### [Consignes]
(a) Transcrivez le passage du billet qui va de « Le zazard fait » à « en foutez éperdûment). ».
(b) D'après le billet, où se trouvait le programme du théâtre Le Granit ?

### [Bloc de texte]
- - - -
Le zazard fait bien les choses

IMG_9105En discutant hier soir de la lettre de Christine Albanel à Henri Taquet avec Monsieur le père de mes enfants, j'ai appris que l'objet de la polémique, à savoir le programme du théâtre Le Granit, somnolait sagement dans la boîte à gants de la voiture familiale ! Après une petite hésitation (à première vue, il a cru que c'était un genre de trucs X pour routiers esseulés), l'Homme l'a pris là où le hasard d'une pause-pipi urgentissime de Fils Sandwich l'a contraint de s'arrêter (une demi-heure à peine après avoir quitté la maison de Papy et Mamie, mais ça, j'imagine que vous vous en foutez éperdûment).

Bref. Tout ça pour dire que je suis en mesure de recopier cet édito avec mes petites mains, pour ceux qui n'auraient pas lu le billet d'Etienne Fillol évoqué hier, et n'auraient par conséquent pas cliqué sur le lien vers Le Fil d'A, où il est en intégralité (l'édito, pas Etienne Fillol).

L'EDITO - Les préliminaires

Cher Henri [Henri Taquet, directeur],

Je t'écris un peu en catastrophe, mais je ne m'en sors pas avec l'éditorial pour la plaquette du Granit. Nous sommes le 31 mai, Elise [Elise Ruysschaert, secrétaire générale] m'a demandé le texte pour le 5 juin, et je suis totalement bloqué. J'ai essayé plein de trucs, y'a rien qui va. Le problème, évidemment, c'est l'élection de Sarkozy. Je t'avais dit que je voulais attendre le résultat, parce qu'il influerait certainement sur ce que j'aurais à dire. Et aujourd'hui encore, ça me semble totalement impossible de ne pas en parler, ou de parler d'autre chose, ou de faire comme s'il ne s'était rien passé. Mais en même temps, je dois me rendre à l'évidence : cet évènement, pour l'instant, je n'ai rien à en dire. Alors on peut penser : cest le choc, la détresse, l'émotion blabla. Mais ce n'est même pas ça. C'est juste que c'est trop tôt pour avoir quelque chose à dire. Et donc, assumer une tribune politique, aussi confidentielle soit-elle (on ne va pas se raconter d'histoires), dans ce moment précis, c'est impossible pour moi. Tu te souviens du texte de Deleuze dans Ca ira quand même : "La bêtise n'est jamais muette, ni aveugle. Si bien que le problème n'est plus de faire que les gens s'expriment, mais de leur ménager des vacuoles de solitude et de silence à partir desquelles ils auraient enfin quelque chose à dire. Les forces de répression n'empêchent pas les gens de s'exprimer, elles les forcent au contraire à s'exprimer. Douceur de n'avoir rien à dire, droit de n'avoir rien à dire, puisque c'est la condition pour que se forme quelque chose de rare ou de raréfié qui mériterait un peu d'être dit."
- - - -
### [Entrées extraites]
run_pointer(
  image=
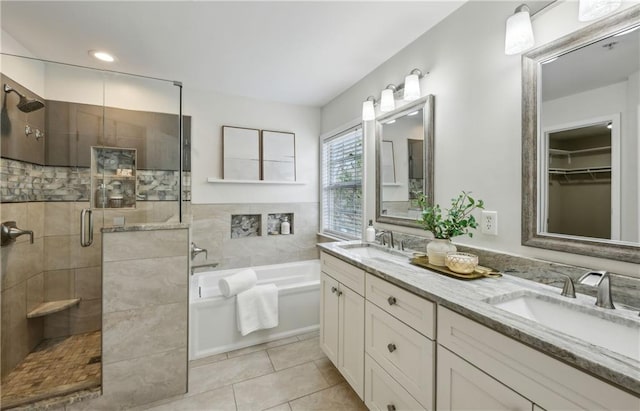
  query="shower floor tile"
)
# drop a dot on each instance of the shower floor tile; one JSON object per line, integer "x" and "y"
- - - -
### [Réponses]
(a)
Le zazard fait bien les choses

IMG_9105En discutant hier soir de la lettre de Christine Albanel à Henri Taquet avec Monsieur le père de mes enfants, j'ai appris que l'objet de la polémique, à savoir le programme du théâtre Le Granit, somnolait sagement dans la boîte à gants de la voiture familiale ! Après une petite hésitation (à première vue, il a cru que c'était un genre de trucs X pour routiers esseulés), l'Homme l'a pris là où le hasard d'une pause-pipi urgentissime de Fils Sandwich l'a contraint de s'arrêter (une demi-heure à peine après avoir quitté la maison de Papy et Mamie, mais ça, j'imagine que vous vous en foutez éperdûment).

(b) Dans la boîte à gants de la voiture familiale.